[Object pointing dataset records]

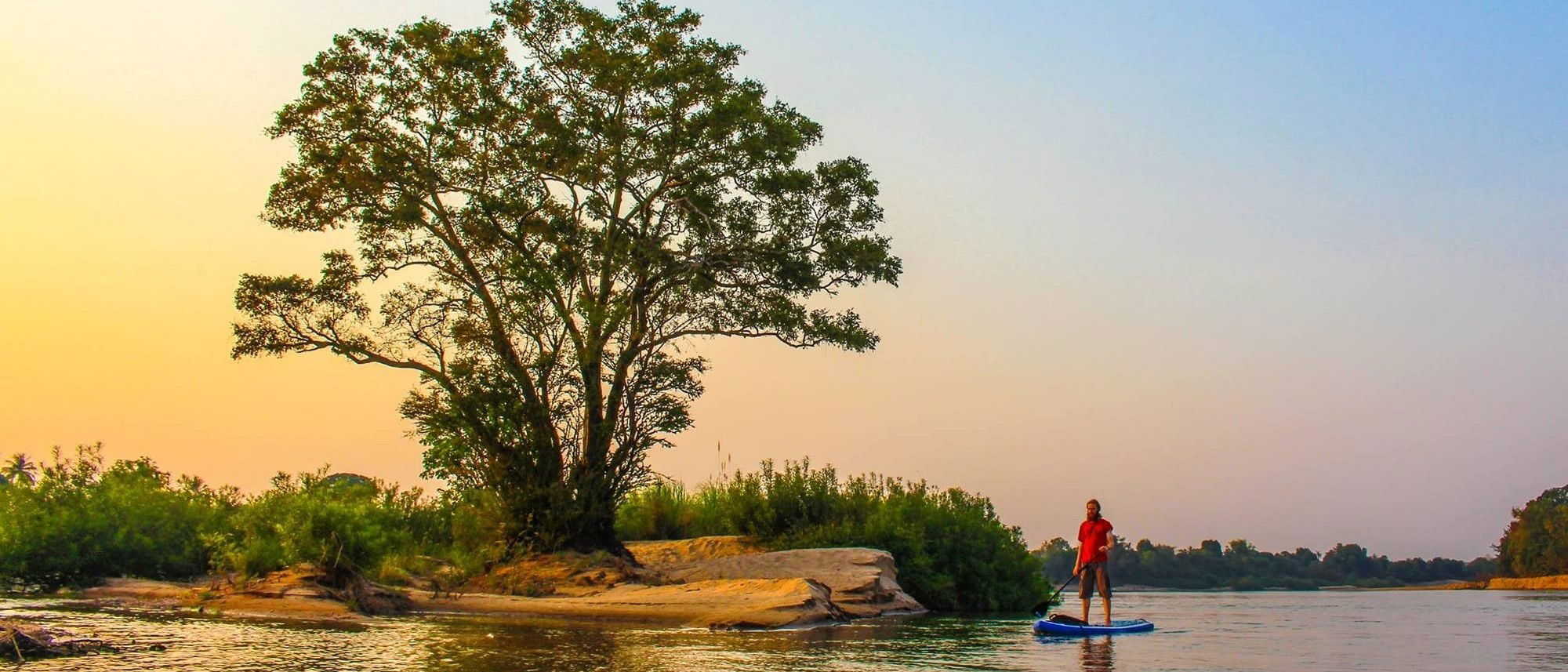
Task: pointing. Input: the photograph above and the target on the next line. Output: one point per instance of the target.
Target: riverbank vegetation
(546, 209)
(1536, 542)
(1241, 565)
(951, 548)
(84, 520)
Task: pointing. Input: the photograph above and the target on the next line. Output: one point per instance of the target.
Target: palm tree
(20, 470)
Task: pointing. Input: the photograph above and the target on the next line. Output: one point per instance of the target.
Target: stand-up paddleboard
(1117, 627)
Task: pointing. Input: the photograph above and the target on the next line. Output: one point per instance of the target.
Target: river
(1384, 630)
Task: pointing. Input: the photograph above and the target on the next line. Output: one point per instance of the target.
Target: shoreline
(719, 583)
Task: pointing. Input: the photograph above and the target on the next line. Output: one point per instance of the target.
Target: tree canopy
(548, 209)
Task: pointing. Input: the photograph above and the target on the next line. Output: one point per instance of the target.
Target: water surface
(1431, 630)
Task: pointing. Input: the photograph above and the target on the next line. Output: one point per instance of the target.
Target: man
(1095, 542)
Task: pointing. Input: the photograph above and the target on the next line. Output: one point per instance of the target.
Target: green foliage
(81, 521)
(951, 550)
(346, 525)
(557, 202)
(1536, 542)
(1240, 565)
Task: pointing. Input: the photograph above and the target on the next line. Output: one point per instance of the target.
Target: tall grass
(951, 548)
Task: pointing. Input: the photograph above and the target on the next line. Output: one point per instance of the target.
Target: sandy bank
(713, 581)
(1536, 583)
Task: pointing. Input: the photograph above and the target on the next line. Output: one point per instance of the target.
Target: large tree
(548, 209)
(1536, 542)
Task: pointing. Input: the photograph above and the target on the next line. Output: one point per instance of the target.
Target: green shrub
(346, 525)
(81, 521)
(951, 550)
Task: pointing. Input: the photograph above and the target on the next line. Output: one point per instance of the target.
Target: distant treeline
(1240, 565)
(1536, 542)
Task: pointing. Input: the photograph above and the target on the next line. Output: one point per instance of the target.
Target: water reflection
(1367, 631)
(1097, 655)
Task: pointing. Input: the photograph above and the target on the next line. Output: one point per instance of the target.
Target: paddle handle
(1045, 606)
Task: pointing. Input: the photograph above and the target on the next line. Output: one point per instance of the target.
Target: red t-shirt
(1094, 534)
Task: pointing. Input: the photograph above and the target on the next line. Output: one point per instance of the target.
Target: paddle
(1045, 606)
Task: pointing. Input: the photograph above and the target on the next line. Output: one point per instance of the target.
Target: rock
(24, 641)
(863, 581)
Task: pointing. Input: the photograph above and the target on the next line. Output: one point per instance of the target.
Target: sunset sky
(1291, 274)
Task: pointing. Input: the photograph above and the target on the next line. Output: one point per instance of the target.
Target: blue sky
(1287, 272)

* * *

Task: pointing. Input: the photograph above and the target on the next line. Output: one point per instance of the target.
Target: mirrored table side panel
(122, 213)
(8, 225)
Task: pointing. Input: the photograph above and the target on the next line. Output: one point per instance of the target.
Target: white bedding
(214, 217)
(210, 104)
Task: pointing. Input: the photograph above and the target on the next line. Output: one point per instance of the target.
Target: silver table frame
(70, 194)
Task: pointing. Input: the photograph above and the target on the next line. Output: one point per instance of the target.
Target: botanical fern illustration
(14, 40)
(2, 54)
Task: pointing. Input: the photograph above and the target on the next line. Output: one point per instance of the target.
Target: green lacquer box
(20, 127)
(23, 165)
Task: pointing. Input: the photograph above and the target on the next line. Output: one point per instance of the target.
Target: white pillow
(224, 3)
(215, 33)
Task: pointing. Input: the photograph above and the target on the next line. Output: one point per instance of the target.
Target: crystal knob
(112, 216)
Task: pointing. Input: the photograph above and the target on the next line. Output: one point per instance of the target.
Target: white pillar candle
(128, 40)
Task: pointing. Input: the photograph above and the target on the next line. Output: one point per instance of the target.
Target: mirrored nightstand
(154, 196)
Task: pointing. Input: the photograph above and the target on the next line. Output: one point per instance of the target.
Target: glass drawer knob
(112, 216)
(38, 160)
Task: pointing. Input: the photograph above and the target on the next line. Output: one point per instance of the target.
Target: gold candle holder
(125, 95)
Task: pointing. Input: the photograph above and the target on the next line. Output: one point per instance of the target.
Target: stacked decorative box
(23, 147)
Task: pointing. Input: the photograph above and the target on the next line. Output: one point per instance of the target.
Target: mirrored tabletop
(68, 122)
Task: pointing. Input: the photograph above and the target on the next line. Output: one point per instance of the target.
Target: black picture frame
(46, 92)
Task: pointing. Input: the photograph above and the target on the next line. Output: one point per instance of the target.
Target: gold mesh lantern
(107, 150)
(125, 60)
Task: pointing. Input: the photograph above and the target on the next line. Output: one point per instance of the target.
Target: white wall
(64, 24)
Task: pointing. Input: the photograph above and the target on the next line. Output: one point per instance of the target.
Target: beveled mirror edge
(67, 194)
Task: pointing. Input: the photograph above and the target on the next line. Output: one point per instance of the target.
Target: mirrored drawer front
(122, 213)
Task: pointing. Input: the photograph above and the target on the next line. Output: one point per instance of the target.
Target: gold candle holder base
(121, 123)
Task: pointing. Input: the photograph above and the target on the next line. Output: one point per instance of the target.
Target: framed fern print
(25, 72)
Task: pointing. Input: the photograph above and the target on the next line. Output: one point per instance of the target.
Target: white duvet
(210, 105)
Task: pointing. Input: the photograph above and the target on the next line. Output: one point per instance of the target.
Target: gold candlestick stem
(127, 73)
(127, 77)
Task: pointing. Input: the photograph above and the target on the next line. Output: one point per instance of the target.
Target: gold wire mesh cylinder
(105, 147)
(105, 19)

▶ _Request_: Find every line in the records above that contains the word "drawer", and copy each of those lines.

▶ _Finished exercise_:
Target: glass drawer knob
Target: mirrored drawer front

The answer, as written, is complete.